• **Task data**:

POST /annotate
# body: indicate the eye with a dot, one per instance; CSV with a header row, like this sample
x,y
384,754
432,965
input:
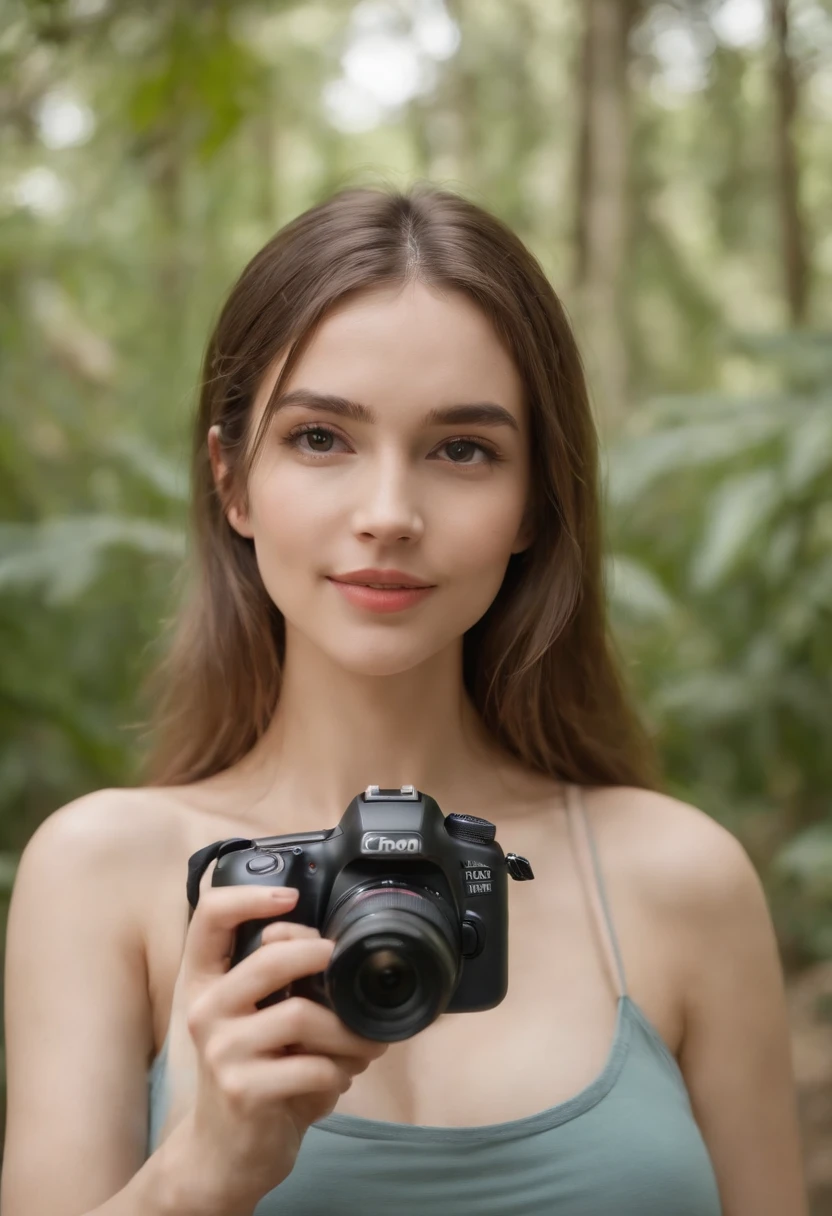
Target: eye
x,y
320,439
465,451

==

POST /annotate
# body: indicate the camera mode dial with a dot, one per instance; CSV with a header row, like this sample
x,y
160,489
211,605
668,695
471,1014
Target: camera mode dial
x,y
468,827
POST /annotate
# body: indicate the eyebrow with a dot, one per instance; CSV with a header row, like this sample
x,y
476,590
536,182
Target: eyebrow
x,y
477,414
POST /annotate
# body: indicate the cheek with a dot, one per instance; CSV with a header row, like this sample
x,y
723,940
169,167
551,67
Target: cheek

--

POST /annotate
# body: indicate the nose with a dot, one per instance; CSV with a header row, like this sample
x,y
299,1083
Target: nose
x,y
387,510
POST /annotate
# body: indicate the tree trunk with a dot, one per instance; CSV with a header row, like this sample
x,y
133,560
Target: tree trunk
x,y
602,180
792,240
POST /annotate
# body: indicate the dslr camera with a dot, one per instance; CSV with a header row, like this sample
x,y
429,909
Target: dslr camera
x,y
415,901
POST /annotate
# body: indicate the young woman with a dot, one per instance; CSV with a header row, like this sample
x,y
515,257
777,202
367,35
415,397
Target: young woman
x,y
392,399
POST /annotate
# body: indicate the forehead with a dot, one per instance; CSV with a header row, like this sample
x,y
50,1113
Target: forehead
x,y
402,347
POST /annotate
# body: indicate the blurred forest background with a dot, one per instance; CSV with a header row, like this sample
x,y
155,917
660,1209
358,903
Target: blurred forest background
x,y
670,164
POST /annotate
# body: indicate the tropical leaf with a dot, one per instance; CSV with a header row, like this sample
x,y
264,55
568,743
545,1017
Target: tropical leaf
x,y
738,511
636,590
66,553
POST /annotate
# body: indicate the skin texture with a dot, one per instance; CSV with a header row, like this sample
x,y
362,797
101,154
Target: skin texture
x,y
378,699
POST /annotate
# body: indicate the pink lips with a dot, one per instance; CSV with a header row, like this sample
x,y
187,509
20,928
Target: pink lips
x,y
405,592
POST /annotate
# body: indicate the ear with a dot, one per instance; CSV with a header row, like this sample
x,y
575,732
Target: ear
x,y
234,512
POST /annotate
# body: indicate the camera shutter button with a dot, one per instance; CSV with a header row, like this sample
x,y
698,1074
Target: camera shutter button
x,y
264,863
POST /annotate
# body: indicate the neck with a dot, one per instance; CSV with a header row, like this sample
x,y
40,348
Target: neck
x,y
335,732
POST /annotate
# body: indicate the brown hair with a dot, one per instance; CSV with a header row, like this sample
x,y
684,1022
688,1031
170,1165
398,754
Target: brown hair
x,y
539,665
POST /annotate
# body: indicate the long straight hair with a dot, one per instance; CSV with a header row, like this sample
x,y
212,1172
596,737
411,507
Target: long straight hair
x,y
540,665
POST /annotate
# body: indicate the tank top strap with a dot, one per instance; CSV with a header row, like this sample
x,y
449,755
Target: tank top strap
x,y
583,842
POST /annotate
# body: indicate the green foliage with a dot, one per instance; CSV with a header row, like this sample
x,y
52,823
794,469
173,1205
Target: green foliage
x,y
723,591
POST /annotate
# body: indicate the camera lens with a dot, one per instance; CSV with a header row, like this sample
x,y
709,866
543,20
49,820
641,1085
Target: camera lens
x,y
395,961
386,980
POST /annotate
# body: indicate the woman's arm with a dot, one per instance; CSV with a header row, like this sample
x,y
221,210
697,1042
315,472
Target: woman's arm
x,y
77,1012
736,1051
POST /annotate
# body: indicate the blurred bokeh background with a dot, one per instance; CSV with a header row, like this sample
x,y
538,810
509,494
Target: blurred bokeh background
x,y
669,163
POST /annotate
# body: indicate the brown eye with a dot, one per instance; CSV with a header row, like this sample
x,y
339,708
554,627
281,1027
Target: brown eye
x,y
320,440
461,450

• **Problem statement**:
List every line in the records that contains the word "blurred", copying each line in full.

• **Complete output**:
# body: indicate the blurred forest background with a dot, one per instance; CSV with a header row, like this sample
Target: blurred forest background
# body: indicate the blurred bokeh background with a dot, one per instance; CSV with a header row, like this sample
Target: blurred bokeh background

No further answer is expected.